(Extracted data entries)
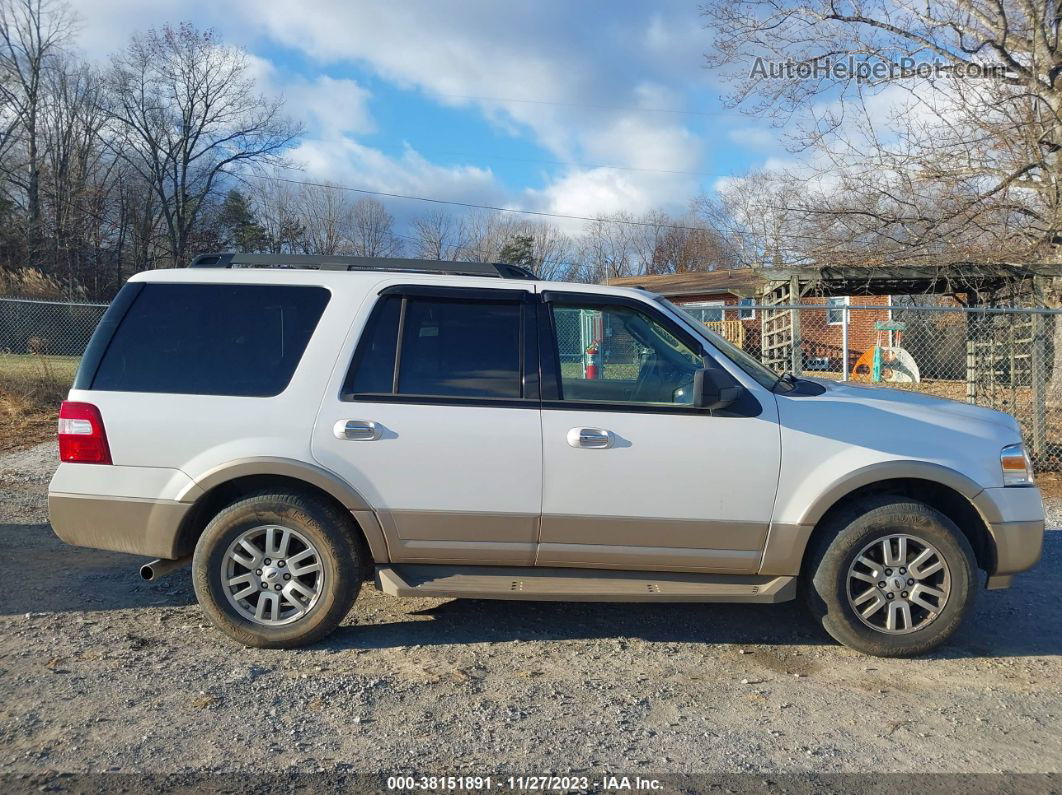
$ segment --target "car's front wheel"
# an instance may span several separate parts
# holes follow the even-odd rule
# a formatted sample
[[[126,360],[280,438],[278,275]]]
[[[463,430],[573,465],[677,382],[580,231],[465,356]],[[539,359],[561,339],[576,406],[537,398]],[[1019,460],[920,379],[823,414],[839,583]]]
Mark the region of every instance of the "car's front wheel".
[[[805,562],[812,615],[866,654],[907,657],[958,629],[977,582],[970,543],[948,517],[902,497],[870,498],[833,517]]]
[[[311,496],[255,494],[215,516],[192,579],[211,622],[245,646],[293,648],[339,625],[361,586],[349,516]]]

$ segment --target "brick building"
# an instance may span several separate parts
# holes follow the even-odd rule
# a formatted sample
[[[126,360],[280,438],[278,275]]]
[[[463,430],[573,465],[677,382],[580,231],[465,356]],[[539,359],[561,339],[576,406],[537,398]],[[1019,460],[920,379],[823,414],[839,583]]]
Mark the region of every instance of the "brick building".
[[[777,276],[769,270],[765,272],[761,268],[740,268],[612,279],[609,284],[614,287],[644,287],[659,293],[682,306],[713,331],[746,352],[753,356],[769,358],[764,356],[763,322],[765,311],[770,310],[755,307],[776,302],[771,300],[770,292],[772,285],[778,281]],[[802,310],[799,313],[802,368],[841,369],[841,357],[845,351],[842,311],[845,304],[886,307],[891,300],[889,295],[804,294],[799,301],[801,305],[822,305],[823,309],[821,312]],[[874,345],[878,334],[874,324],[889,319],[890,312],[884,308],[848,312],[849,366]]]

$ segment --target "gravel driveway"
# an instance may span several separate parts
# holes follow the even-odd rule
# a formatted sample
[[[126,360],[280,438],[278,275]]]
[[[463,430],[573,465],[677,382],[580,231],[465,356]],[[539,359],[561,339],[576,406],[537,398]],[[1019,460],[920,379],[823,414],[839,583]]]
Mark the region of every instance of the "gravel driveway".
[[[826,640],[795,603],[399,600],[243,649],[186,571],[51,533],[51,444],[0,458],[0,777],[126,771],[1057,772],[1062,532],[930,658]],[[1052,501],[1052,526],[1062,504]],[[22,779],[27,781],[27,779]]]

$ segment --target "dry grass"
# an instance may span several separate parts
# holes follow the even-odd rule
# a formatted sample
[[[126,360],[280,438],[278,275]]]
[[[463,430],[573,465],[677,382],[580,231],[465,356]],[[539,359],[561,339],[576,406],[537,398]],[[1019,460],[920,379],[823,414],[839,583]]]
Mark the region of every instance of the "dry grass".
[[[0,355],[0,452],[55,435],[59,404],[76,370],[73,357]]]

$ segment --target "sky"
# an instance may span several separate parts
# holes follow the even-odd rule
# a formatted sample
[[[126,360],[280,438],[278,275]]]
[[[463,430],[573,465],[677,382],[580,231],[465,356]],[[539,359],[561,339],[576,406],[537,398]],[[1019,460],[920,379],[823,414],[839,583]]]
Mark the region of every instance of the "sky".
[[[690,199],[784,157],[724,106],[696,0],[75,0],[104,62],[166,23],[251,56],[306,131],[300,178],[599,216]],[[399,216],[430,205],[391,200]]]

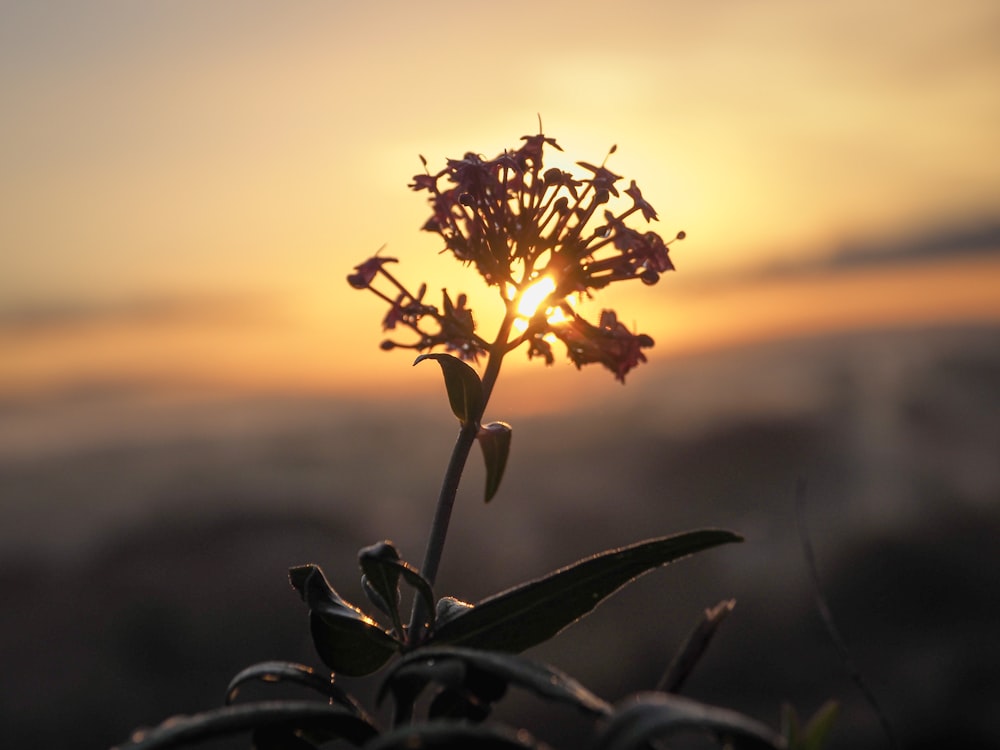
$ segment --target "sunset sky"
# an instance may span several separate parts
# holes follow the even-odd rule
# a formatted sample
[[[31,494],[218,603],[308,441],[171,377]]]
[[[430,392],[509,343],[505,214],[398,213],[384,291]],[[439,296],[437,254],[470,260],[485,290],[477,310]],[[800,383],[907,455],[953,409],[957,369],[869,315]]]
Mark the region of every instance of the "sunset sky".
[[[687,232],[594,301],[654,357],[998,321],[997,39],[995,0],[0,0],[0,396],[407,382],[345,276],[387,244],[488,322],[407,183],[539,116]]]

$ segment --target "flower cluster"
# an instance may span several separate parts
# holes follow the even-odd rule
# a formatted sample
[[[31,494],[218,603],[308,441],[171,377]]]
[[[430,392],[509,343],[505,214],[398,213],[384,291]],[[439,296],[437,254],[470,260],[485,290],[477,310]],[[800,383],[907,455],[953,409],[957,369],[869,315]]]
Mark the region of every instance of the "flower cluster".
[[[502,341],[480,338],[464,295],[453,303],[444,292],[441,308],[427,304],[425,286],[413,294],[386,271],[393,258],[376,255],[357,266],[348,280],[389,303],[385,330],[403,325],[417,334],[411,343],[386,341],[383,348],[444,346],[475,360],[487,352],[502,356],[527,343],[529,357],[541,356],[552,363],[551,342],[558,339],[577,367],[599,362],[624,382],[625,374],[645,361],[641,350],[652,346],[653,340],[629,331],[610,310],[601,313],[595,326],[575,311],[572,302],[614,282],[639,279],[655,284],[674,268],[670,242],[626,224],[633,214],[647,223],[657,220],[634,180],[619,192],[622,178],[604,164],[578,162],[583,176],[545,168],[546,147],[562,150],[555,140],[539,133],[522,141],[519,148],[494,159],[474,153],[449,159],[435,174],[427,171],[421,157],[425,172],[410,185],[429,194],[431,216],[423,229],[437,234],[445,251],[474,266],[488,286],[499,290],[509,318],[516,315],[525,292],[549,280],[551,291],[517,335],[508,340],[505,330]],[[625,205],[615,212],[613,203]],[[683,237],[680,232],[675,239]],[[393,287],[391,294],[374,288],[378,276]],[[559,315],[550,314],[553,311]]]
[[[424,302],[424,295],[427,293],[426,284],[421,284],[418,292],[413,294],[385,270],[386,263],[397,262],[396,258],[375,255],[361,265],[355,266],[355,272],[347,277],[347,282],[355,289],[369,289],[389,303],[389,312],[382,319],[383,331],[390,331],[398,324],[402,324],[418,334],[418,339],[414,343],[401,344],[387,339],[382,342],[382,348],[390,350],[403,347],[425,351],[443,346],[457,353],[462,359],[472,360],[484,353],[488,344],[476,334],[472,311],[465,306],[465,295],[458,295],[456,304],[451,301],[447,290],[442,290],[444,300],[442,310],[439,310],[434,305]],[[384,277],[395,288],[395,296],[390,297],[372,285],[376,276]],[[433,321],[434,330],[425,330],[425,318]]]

THE PROBLEM:
Write out all the entries again, word for word, and print no images.

RESPONSE FOR THIS EXERCISE:
$ segment --target "car's front wheel"
# an instance may span several separate parts
# holes follow the even-odd rule
# a formatted sample
[[[126,360],[280,438],[278,275]]]
[[[463,430],[573,465],[677,382],[580,231],[465,356]],[[539,359],[561,339],[576,406],[537,398]],[[1019,460],[920,379],[823,414],[839,583]]]
Mark the region of every instance of the "car's front wheel".
[[[805,562],[812,615],[866,654],[907,657],[958,629],[977,582],[970,543],[948,517],[902,497],[870,498],[833,517]]]
[[[311,496],[255,494],[215,516],[192,579],[211,622],[245,646],[293,648],[339,625],[361,586],[349,516]]]

$ segment --target "brick building"
# an instance may span several separate parts
# holes follow the even-odd rule
# a formatted sample
[[[126,360],[280,438],[278,275]]]
[[[463,430],[573,465],[677,382],[580,231],[465,356]],[[539,359],[561,339],[576,406],[537,398]],[[1019,460],[920,379],[823,414],[839,583]]]
Mark the region of every instance of the "brick building".
[[[777,276],[769,270],[765,272],[761,268],[740,268],[612,279],[609,284],[614,287],[644,287],[659,293],[682,306],[713,331],[746,352],[753,356],[769,358],[764,356],[763,322],[765,311],[770,310],[755,307],[776,302],[771,300],[770,292],[772,285],[778,281]],[[802,310],[799,313],[802,368],[841,369],[841,357],[845,351],[842,311],[845,304],[886,307],[891,300],[889,295],[804,294],[799,301],[801,305],[822,305],[823,309],[821,312]],[[874,345],[878,334],[874,324],[889,319],[890,312],[884,308],[848,312],[849,366]]]

$ segment --target "gravel driveway"
# an instance may span several separate parts
# holes follow the even-odd rule
# a formatted sample
[[[126,360],[280,438],[278,275]]]
[[[463,430],[573,465],[677,382],[580,231],[465,356]],[[539,359],[561,339],[576,406],[537,398]],[[1019,460],[920,379],[823,414],[839,583]]]
Mark the region of every instance of the "gravel driveway".
[[[826,640],[795,603],[399,600],[243,649],[186,571],[51,533],[51,444],[0,458],[0,777],[126,771],[1057,772],[1062,532],[930,658]],[[1052,501],[1052,526],[1062,504]],[[22,779],[27,781],[27,779]]]

$ segment --target "dry grass"
# an instance may span several separate parts
# holes follow the even-odd rule
# a formatted sample
[[[126,360],[280,438],[278,275]]]
[[[463,430],[573,465],[677,382],[580,231],[465,356]],[[539,359],[561,339],[576,406],[537,398]],[[1019,460],[920,379],[823,414],[839,583]]]
Mark the region of every instance of the "dry grass".
[[[0,355],[0,452],[55,435],[59,404],[76,370],[73,357]]]

$ segment --target "sky"
# an instance may span several separate parts
# holes follow the even-odd rule
# a formatted sample
[[[126,360],[280,438],[278,275]]]
[[[463,430],[573,465],[677,382],[580,231],[465,356]],[[539,359],[561,339],[576,406],[537,398]],[[1019,460],[920,379],[823,414],[839,583]]]
Mark the region of every instance of the "sky".
[[[690,199],[784,157],[724,106],[696,0],[75,0],[104,62],[166,23],[251,56],[306,131],[300,178],[599,216]],[[399,216],[430,205],[391,200]]]

$ segment --target "sunset sky"
# an instance may span several separate parts
# holes follow the even-odd rule
# a formatted sample
[[[31,494],[218,603],[308,441],[171,377]]]
[[[430,392],[509,343],[505,214],[398,213],[384,291]],[[439,296],[437,254],[470,260],[485,290],[477,310]],[[800,383],[907,455],[953,409],[957,369],[869,315]]]
Mark the region of every instance of the "sunset sky".
[[[687,232],[594,301],[654,357],[998,321],[997,39],[995,0],[0,0],[0,396],[407,382],[345,276],[387,244],[488,322],[407,183],[539,116]]]

$ segment --target "flower cluster"
# an instance may span several separate parts
# holes follow the even-odd rule
# a formatted sample
[[[31,494],[218,603],[308,441],[171,377]]]
[[[430,392],[509,343],[505,214],[398,213],[384,291]],[[439,296],[437,254],[470,260],[485,290],[477,310]],[[800,383],[907,455],[953,409],[957,369],[869,315]]]
Mark the region of every instance of the "flower cluster".
[[[502,341],[480,338],[464,295],[453,303],[444,292],[441,308],[427,304],[425,286],[413,294],[386,271],[393,258],[376,255],[357,266],[348,280],[389,303],[385,330],[403,325],[417,334],[411,343],[386,341],[383,348],[444,346],[475,360],[487,352],[502,356],[527,343],[529,357],[541,356],[552,363],[551,342],[558,339],[577,367],[599,362],[624,382],[625,374],[645,361],[641,350],[652,346],[653,340],[629,331],[610,310],[601,313],[595,326],[575,311],[572,302],[614,282],[639,279],[655,284],[674,268],[670,242],[626,224],[633,214],[647,223],[657,220],[634,180],[619,192],[622,178],[604,164],[578,162],[583,176],[545,168],[546,147],[562,150],[555,140],[539,133],[522,141],[519,148],[494,159],[474,153],[449,159],[435,174],[427,171],[421,157],[425,172],[410,185],[429,194],[431,216],[423,229],[437,234],[445,251],[474,266],[488,286],[499,290],[509,318],[516,315],[525,292],[549,280],[551,291],[517,335],[508,340],[505,330]],[[625,205],[615,212],[613,203]],[[683,237],[680,232],[675,239]],[[393,287],[391,294],[374,288],[378,276]],[[559,315],[550,314],[553,311]]]
[[[424,302],[424,295],[427,293],[426,284],[421,284],[418,292],[413,294],[385,270],[386,263],[397,262],[396,258],[375,255],[361,265],[355,266],[355,272],[347,277],[347,282],[355,289],[369,289],[389,303],[389,312],[382,319],[383,331],[390,331],[398,324],[402,324],[418,334],[418,339],[414,343],[401,344],[387,339],[382,342],[382,348],[390,350],[403,347],[425,351],[443,346],[457,353],[462,359],[472,360],[484,353],[488,344],[476,334],[472,311],[465,306],[465,295],[458,295],[456,304],[451,301],[447,290],[442,290],[444,300],[442,310],[439,310],[434,305]],[[384,277],[395,288],[395,296],[390,297],[372,285],[376,276]],[[433,321],[434,330],[425,330],[425,318]]]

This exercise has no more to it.